= EXERCISE GOAL =
Pick the lines holding the string "hand" out of the records and copy them.

DATA SECTION Block Start

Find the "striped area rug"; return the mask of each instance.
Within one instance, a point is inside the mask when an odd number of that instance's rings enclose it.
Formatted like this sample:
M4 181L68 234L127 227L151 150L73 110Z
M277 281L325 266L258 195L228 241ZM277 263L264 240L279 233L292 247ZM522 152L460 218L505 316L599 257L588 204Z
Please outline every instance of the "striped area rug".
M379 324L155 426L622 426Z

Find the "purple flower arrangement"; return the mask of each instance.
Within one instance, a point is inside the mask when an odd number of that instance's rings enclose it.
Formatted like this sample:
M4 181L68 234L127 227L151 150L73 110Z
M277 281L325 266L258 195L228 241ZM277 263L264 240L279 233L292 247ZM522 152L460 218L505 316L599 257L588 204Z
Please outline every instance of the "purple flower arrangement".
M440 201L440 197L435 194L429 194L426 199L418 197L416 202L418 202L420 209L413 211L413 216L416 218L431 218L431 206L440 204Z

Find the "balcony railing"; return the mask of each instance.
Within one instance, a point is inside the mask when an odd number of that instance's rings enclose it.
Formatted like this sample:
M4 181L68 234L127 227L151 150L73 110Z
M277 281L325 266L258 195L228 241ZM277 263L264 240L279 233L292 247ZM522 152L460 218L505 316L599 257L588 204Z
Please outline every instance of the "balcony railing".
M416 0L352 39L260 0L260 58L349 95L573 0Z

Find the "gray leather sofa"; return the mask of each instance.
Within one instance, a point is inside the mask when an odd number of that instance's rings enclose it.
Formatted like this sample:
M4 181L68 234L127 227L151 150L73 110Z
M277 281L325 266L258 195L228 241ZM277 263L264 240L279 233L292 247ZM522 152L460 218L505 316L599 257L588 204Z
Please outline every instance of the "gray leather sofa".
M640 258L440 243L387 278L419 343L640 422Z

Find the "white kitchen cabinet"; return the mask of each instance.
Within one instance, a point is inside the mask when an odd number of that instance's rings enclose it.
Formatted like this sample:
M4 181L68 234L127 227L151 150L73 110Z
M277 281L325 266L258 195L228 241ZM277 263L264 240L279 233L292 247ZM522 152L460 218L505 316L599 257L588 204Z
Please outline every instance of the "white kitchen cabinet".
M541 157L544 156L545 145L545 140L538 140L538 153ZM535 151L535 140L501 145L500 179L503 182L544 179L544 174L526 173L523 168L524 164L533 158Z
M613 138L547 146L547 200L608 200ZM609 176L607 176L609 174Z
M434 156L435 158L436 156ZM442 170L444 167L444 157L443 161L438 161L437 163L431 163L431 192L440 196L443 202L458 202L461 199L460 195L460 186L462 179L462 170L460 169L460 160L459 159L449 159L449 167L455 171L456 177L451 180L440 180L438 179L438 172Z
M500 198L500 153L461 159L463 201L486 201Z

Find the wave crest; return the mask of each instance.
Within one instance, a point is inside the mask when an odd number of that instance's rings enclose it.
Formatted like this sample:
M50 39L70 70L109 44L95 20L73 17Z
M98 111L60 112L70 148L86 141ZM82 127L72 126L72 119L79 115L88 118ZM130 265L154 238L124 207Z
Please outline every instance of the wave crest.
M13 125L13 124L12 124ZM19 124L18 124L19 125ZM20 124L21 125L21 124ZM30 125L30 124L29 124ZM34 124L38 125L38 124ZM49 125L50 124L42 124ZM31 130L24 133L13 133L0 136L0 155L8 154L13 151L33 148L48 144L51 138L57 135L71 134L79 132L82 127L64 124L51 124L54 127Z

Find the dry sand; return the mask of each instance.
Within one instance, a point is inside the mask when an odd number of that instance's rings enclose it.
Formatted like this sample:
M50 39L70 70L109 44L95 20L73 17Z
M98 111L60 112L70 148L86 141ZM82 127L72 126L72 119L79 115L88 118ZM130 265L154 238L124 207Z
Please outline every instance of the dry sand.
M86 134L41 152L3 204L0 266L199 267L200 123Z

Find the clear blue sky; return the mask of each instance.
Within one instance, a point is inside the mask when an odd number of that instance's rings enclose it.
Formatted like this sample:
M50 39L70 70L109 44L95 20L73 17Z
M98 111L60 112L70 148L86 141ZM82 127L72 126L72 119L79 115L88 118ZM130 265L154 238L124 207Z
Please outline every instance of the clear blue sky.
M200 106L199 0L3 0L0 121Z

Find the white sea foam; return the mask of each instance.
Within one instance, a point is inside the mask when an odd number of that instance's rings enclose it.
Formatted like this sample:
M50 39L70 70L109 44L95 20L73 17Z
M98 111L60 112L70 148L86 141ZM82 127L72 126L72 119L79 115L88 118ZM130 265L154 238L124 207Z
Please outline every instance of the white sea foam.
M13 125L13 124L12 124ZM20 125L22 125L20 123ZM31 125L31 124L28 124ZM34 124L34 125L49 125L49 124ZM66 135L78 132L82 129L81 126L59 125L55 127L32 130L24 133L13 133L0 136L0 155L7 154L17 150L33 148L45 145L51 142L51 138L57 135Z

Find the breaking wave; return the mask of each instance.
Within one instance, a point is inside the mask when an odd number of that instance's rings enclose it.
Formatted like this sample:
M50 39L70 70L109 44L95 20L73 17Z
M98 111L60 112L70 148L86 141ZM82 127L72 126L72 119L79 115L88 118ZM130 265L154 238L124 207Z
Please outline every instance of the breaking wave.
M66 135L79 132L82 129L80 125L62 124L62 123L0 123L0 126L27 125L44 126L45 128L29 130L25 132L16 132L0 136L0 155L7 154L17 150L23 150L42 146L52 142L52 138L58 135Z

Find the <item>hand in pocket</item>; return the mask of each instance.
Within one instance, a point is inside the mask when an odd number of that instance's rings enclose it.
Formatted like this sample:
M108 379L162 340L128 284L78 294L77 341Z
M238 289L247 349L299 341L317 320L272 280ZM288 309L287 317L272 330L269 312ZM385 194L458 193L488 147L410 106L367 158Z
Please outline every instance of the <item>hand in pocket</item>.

DATA SECTION Block End

= WRITTEN SOLUTION =
Find the <item>hand in pocket</item>; return the mask of each instance.
Please outline every instance of the <item>hand in pocket</item>.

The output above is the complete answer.